- **Exercise**
Copy out each of the following entries word for word.
----------
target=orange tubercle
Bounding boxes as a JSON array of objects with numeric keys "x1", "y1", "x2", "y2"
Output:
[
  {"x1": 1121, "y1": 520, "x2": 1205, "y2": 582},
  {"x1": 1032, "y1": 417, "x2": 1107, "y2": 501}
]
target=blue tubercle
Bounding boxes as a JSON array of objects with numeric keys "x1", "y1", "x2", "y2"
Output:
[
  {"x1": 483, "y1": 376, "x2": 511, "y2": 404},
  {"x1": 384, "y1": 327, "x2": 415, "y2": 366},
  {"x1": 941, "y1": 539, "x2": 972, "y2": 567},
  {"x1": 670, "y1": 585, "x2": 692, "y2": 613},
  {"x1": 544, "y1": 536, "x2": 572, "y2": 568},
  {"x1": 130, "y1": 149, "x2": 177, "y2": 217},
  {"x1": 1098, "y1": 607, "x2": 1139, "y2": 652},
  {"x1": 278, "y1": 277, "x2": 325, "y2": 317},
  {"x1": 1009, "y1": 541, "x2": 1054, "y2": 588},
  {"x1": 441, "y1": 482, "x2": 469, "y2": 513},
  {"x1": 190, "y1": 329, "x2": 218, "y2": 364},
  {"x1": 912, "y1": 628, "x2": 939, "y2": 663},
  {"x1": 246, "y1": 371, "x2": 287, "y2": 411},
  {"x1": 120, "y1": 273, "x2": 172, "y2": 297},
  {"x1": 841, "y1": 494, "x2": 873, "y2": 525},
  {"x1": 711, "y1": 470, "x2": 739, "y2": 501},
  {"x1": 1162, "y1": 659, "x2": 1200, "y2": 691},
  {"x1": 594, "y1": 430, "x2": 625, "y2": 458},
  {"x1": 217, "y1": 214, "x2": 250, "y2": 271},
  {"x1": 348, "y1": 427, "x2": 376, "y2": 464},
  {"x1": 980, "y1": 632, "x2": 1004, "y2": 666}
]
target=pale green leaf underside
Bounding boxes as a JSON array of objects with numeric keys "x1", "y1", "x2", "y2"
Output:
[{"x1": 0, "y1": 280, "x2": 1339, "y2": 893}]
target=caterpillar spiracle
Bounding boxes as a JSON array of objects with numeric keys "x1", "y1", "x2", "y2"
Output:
----------
- **Exercise response**
target=orange tubercle
Bounding boxes as a JSON array of objects with numeric keys "x1", "y1", "x2", "y2"
Output:
[
  {"x1": 1121, "y1": 520, "x2": 1205, "y2": 582},
  {"x1": 1032, "y1": 417, "x2": 1107, "y2": 501}
]
target=blue tubercle
Bounding boxes as a JSON array of objects with numeric keys "x1", "y1", "x2", "y2"
Output:
[
  {"x1": 483, "y1": 376, "x2": 511, "y2": 404},
  {"x1": 384, "y1": 327, "x2": 415, "y2": 366},
  {"x1": 941, "y1": 539, "x2": 972, "y2": 567},
  {"x1": 670, "y1": 585, "x2": 692, "y2": 613},
  {"x1": 544, "y1": 536, "x2": 572, "y2": 568},
  {"x1": 130, "y1": 149, "x2": 177, "y2": 217},
  {"x1": 1098, "y1": 607, "x2": 1139, "y2": 652},
  {"x1": 278, "y1": 277, "x2": 325, "y2": 317},
  {"x1": 1009, "y1": 541, "x2": 1054, "y2": 588},
  {"x1": 441, "y1": 482, "x2": 469, "y2": 513},
  {"x1": 190, "y1": 329, "x2": 218, "y2": 364},
  {"x1": 912, "y1": 628, "x2": 939, "y2": 663},
  {"x1": 246, "y1": 371, "x2": 287, "y2": 411},
  {"x1": 120, "y1": 273, "x2": 172, "y2": 297},
  {"x1": 841, "y1": 494, "x2": 873, "y2": 525},
  {"x1": 711, "y1": 470, "x2": 739, "y2": 501},
  {"x1": 1162, "y1": 659, "x2": 1200, "y2": 691},
  {"x1": 594, "y1": 430, "x2": 625, "y2": 458},
  {"x1": 217, "y1": 214, "x2": 250, "y2": 271},
  {"x1": 348, "y1": 427, "x2": 376, "y2": 464},
  {"x1": 980, "y1": 632, "x2": 1004, "y2": 666}
]
target=pale green leaf underside
Bounding boxes as a JSON array of objects with numeric keys "x1", "y1", "x2", "y2"
Output:
[{"x1": 0, "y1": 280, "x2": 1339, "y2": 893}]
target=caterpillar spiracle
Bounding boxes as a JSON array of objects with numeric keys "x1", "y1", "x2", "y2"
Output:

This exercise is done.